When asked about the perception that the United States is no longer an honest broker, the official dismissed the notion of impartiality as "a vestige of talking points from decades ago."
"We don't believe that in order for us to work on a peace effort we need to have an equivalency, where we can only say certain things about Israel if at the same time we also say something about the Palestinians," the official added. "Not only does that not work; we don't think it's right. We say what's on our mind; we speak the truth … we cannot solve the conflict without being open and honest."
Is the official right? In theory, the idea of Washington being an honest broker seems sensible. What about in practice?
To reach an answer, it is worth detailing what the role of honest broker entails. In 2009, Michael Singh, the managing director at the Washington Institute for Near East Policy, explained in an important piece that the position rests on two objective attributes. First, the United States claims impartiality in the Israeli-Palestinian conflict, because Washington's interest is in reaching an amicable deal that achieves a lasting peace, not in the substance of the dispute itself. This impartiality, Singh clarified, "should not be confused with indifference or disinterest," as though the United States is a neutral third party. Washington is still pursuing its own national security interests, and therefore has a stake in the resolution. Second, the United States is allied, or at least friendly, with both sides, putting it in a unique diplomatic position to mediate.

[Listing of labeled points]
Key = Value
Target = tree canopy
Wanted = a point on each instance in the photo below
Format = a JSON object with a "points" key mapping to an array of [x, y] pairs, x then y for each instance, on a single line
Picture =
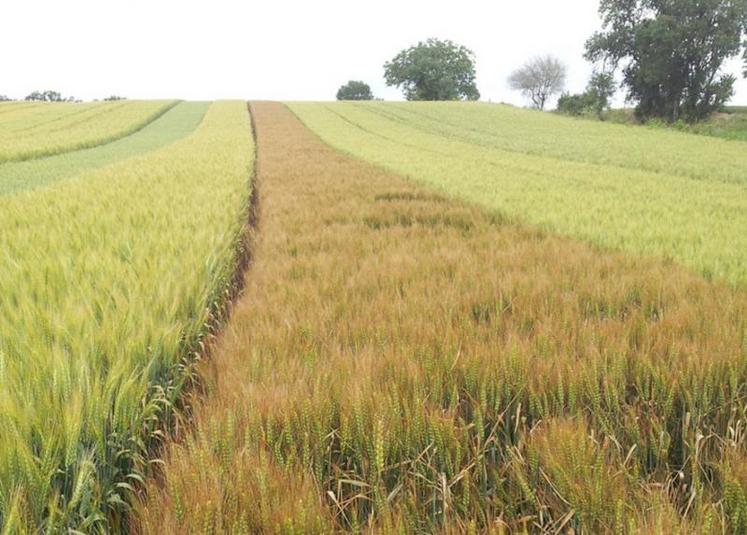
{"points": [[355, 90], [434, 70], [596, 98], [539, 79], [671, 52], [47, 96]]}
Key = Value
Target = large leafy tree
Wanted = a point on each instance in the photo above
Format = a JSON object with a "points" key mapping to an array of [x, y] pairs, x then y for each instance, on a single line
{"points": [[355, 90], [434, 70], [47, 96], [671, 52]]}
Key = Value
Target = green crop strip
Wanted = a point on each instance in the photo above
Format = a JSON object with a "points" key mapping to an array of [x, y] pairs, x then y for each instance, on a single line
{"points": [[59, 128], [698, 222], [175, 124], [527, 132], [109, 281]]}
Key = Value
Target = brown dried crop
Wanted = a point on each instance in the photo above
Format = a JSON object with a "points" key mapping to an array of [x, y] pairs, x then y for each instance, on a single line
{"points": [[403, 362]]}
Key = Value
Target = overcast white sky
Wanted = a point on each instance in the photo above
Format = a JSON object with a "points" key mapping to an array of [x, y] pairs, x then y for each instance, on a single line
{"points": [[275, 49]]}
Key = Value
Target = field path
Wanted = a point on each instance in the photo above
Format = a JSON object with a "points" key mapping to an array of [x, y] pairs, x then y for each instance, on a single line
{"points": [[407, 362]]}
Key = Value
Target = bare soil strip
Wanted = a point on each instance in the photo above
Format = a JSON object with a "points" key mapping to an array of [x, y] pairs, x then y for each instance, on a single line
{"points": [[403, 361]]}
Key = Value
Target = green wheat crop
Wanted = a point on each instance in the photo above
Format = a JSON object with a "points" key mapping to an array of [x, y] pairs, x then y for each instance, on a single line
{"points": [[54, 128], [108, 281], [644, 191]]}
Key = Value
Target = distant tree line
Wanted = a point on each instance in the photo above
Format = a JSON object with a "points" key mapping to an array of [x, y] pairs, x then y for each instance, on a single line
{"points": [[668, 53], [48, 96]]}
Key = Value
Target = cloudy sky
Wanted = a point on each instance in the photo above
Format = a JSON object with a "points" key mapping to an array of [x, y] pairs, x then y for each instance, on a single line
{"points": [[275, 49]]}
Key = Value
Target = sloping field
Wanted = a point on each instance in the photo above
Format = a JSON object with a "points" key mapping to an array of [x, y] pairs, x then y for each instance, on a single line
{"points": [[110, 281], [404, 362], [54, 128], [176, 123], [643, 191]]}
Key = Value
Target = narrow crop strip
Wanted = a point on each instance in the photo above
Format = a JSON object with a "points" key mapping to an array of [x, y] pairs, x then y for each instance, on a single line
{"points": [[403, 362], [175, 124], [81, 129]]}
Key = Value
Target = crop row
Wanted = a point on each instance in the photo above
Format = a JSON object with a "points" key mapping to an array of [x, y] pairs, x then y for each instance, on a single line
{"points": [[176, 123], [404, 362], [698, 222], [59, 128], [108, 282]]}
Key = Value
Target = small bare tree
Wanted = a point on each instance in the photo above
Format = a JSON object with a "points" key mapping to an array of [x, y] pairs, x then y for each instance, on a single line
{"points": [[539, 79]]}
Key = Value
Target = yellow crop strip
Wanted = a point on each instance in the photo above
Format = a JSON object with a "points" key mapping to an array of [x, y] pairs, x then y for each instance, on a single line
{"points": [[107, 283], [695, 213], [55, 128]]}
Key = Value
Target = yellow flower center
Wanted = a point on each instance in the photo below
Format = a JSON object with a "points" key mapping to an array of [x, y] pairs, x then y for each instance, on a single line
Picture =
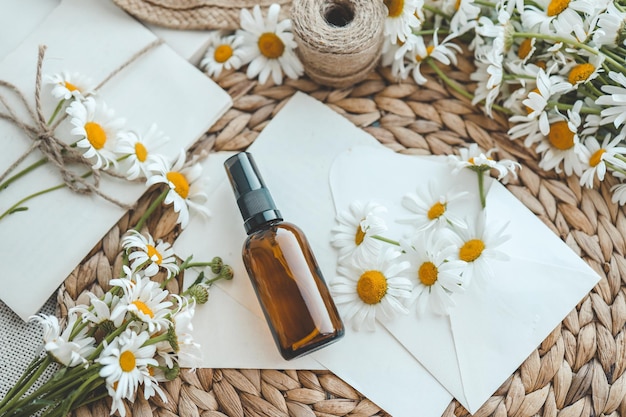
{"points": [[471, 250], [271, 46], [359, 236], [127, 361], [181, 185], [141, 306], [557, 6], [141, 152], [152, 252], [372, 287], [395, 7], [525, 48], [560, 136], [95, 135], [70, 86], [436, 211], [580, 73], [223, 53], [596, 158], [428, 273]]}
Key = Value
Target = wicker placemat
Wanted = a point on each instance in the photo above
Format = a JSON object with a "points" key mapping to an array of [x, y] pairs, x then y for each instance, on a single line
{"points": [[578, 370]]}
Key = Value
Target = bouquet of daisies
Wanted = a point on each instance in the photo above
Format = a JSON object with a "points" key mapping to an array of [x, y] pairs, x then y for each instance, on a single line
{"points": [[124, 342], [556, 68]]}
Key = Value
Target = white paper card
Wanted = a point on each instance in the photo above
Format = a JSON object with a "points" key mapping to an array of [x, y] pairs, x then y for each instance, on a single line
{"points": [[294, 154], [93, 38], [492, 330]]}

# [Exercise goal]
In the passage on the United States as an honest broker, how did the official describe the notion of impartiality? The listing is not needed for this.

# [Response below]
As "a vestige of talking points from decades ago."